• What is needed: Go through the items below and pull out every line that contains the string "spoon", copying each one in full.

[begin Input records]

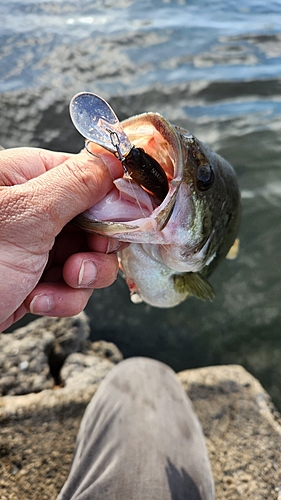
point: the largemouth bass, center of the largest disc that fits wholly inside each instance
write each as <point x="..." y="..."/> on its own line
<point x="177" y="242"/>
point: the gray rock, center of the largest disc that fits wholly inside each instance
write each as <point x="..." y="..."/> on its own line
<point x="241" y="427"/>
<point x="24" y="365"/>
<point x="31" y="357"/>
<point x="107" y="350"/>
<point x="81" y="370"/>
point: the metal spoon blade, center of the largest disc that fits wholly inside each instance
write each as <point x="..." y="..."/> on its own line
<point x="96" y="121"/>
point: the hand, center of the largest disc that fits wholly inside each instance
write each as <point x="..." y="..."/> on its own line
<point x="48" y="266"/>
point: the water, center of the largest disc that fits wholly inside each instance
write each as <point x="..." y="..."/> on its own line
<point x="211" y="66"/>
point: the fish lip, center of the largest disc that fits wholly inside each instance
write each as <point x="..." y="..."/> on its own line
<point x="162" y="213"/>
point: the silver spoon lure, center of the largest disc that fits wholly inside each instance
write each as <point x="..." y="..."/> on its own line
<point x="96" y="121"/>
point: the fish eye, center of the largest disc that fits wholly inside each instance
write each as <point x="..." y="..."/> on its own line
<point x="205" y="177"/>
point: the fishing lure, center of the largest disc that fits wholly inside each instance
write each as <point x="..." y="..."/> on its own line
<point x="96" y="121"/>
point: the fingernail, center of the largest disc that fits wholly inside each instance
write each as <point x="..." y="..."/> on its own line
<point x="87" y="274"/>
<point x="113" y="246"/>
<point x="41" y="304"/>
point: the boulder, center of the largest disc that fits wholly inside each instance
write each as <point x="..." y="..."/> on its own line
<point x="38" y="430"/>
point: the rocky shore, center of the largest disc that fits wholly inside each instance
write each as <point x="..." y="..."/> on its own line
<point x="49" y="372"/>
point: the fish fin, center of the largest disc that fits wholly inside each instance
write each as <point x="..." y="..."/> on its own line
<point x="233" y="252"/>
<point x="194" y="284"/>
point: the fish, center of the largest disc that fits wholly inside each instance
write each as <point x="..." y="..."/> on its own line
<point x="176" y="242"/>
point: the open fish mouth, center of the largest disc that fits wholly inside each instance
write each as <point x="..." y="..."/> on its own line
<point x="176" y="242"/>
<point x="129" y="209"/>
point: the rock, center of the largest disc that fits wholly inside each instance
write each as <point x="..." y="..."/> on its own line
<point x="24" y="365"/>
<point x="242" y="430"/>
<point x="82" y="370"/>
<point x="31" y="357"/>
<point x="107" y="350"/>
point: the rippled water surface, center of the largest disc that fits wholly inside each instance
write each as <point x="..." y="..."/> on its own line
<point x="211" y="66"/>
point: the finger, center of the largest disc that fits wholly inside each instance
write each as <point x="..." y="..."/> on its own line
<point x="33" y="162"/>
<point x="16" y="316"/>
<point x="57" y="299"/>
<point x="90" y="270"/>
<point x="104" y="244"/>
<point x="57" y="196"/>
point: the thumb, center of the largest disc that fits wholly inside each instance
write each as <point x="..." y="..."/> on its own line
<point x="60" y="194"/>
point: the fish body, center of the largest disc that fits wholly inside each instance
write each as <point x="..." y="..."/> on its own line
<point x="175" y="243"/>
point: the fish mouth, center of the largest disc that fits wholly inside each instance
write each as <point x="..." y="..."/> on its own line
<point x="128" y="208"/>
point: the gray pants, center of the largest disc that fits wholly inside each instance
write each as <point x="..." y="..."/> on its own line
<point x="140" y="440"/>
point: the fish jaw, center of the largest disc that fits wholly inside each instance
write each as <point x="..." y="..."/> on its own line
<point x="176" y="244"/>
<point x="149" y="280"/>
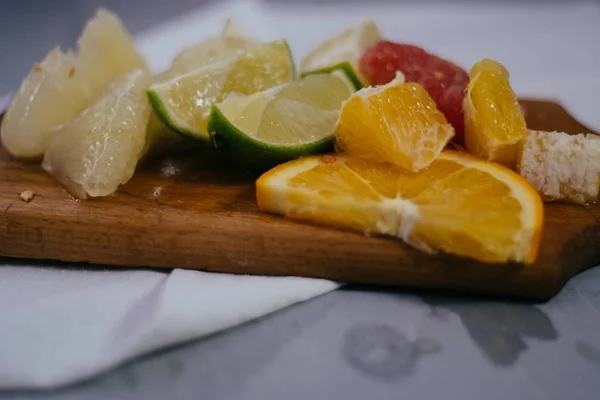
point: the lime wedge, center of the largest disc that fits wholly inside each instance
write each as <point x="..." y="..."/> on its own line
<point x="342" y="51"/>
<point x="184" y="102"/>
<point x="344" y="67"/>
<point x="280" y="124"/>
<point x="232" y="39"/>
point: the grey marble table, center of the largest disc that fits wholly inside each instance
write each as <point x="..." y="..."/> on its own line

[end Input records]
[begin Input records]

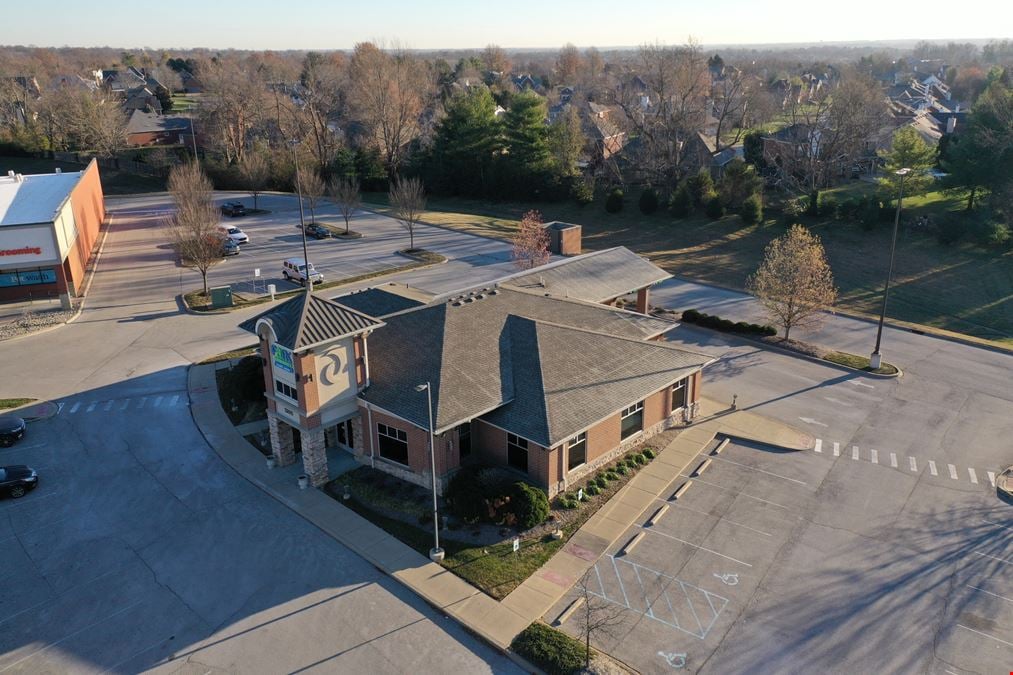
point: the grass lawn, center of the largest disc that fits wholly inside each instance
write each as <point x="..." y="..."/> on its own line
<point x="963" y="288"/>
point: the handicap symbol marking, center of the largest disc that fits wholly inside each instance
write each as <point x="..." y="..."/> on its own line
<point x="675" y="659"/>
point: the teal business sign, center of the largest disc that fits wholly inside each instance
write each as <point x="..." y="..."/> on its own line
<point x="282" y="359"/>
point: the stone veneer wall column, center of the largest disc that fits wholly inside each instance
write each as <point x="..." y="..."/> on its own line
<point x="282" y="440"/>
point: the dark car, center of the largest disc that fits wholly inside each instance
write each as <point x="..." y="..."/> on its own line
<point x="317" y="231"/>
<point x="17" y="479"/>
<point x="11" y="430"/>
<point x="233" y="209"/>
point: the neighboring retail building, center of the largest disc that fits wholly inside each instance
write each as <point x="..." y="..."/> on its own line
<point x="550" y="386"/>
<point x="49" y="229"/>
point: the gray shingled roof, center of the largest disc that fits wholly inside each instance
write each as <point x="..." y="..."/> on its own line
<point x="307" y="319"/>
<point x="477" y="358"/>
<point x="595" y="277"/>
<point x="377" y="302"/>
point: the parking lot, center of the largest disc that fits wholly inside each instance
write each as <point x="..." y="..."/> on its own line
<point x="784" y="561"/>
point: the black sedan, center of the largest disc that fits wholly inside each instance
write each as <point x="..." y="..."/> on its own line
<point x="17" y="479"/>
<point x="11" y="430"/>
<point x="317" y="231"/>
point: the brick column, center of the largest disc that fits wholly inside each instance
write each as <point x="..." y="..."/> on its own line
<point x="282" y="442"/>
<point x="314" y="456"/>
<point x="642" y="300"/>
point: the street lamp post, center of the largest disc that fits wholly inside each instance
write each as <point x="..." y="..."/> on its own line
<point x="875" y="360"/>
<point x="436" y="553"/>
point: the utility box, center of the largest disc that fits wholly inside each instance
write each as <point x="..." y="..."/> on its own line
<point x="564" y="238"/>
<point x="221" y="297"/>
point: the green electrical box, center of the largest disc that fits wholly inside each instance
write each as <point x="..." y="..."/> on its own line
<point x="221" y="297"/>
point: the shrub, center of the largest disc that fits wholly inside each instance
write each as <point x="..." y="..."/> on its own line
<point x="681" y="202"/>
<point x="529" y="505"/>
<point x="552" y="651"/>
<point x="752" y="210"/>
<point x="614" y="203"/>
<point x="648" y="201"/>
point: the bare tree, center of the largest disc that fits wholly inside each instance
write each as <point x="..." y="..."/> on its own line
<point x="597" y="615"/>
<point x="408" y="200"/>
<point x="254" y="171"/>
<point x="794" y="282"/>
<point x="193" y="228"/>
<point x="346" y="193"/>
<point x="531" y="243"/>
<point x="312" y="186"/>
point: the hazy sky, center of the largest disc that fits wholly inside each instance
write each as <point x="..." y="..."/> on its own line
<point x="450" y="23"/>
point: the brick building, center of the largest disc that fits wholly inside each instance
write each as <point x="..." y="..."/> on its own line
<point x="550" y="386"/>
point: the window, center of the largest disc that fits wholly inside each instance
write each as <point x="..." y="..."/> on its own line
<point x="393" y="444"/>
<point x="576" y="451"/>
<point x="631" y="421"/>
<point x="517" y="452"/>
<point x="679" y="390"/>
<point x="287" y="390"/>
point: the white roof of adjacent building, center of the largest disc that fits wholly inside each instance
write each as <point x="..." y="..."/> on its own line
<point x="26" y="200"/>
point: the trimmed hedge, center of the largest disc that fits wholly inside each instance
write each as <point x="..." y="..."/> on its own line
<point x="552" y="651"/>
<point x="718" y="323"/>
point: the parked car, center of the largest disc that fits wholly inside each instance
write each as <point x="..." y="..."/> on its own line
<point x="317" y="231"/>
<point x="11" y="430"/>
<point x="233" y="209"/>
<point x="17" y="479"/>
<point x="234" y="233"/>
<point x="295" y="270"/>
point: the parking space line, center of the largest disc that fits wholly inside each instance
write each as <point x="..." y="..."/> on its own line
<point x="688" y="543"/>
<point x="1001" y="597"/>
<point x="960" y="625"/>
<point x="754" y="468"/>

[end Input records]

• Solution to this task:
point: the metal spoon blade, center of the largest disc that fits wholly inside each instance
point: the silver spoon lure, center of the largest disc that fits wholly inside each instance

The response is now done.